Material supplied:
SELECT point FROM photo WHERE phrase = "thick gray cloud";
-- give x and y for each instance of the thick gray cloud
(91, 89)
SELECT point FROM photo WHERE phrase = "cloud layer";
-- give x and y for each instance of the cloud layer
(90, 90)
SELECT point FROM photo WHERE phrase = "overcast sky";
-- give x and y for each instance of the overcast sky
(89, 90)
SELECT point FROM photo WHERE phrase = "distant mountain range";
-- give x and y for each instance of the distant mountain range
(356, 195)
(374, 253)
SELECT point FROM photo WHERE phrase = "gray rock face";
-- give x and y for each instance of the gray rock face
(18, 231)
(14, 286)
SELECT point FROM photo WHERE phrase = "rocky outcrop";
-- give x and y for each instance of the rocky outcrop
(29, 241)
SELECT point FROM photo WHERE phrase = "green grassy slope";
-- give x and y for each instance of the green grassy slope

* * *

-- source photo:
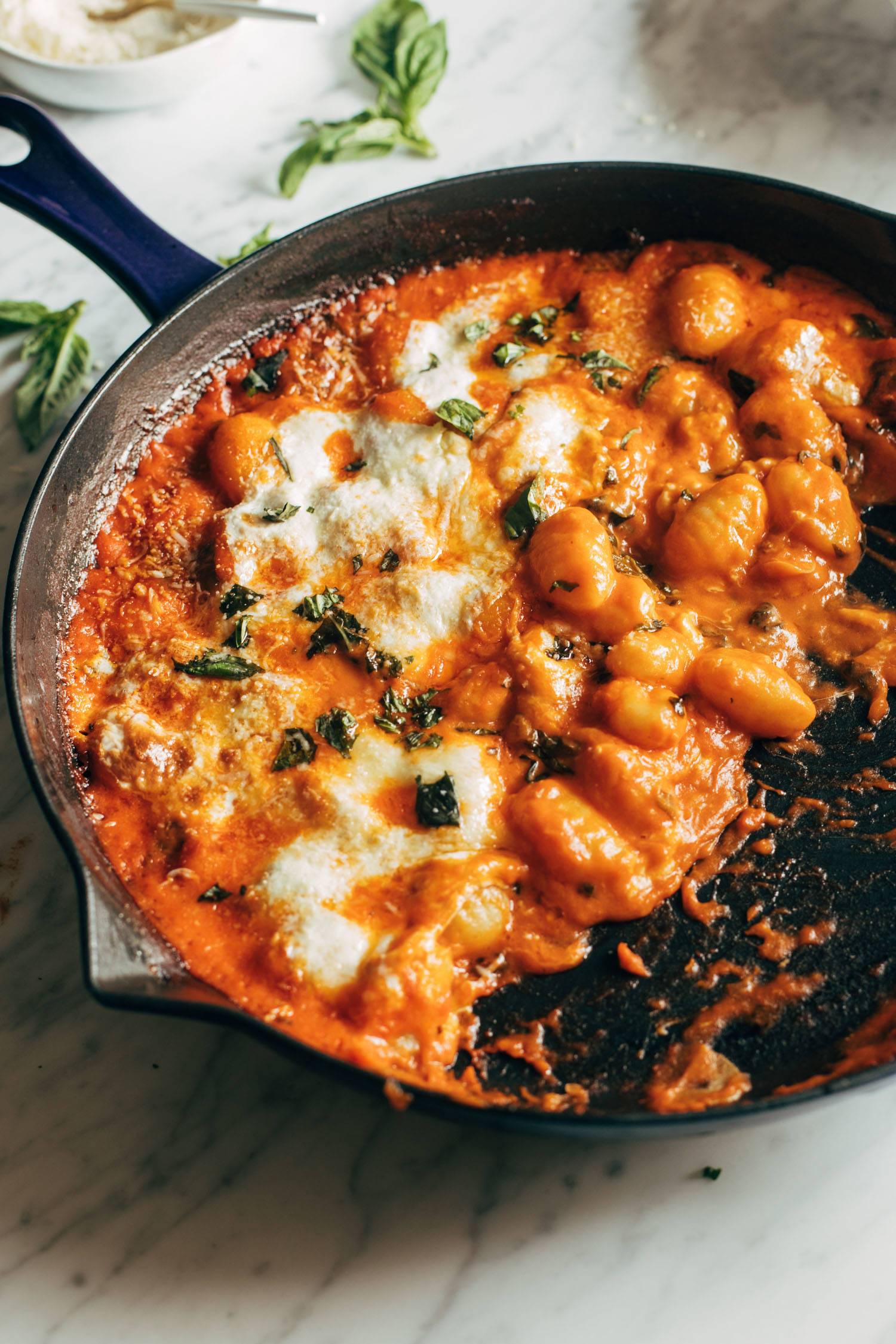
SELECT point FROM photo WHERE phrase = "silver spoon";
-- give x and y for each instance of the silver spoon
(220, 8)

Written request:
Count the lines above that contain the word "give", treating uppercase and lowercase as different, and reply with that number alone.

Exercise answer:
8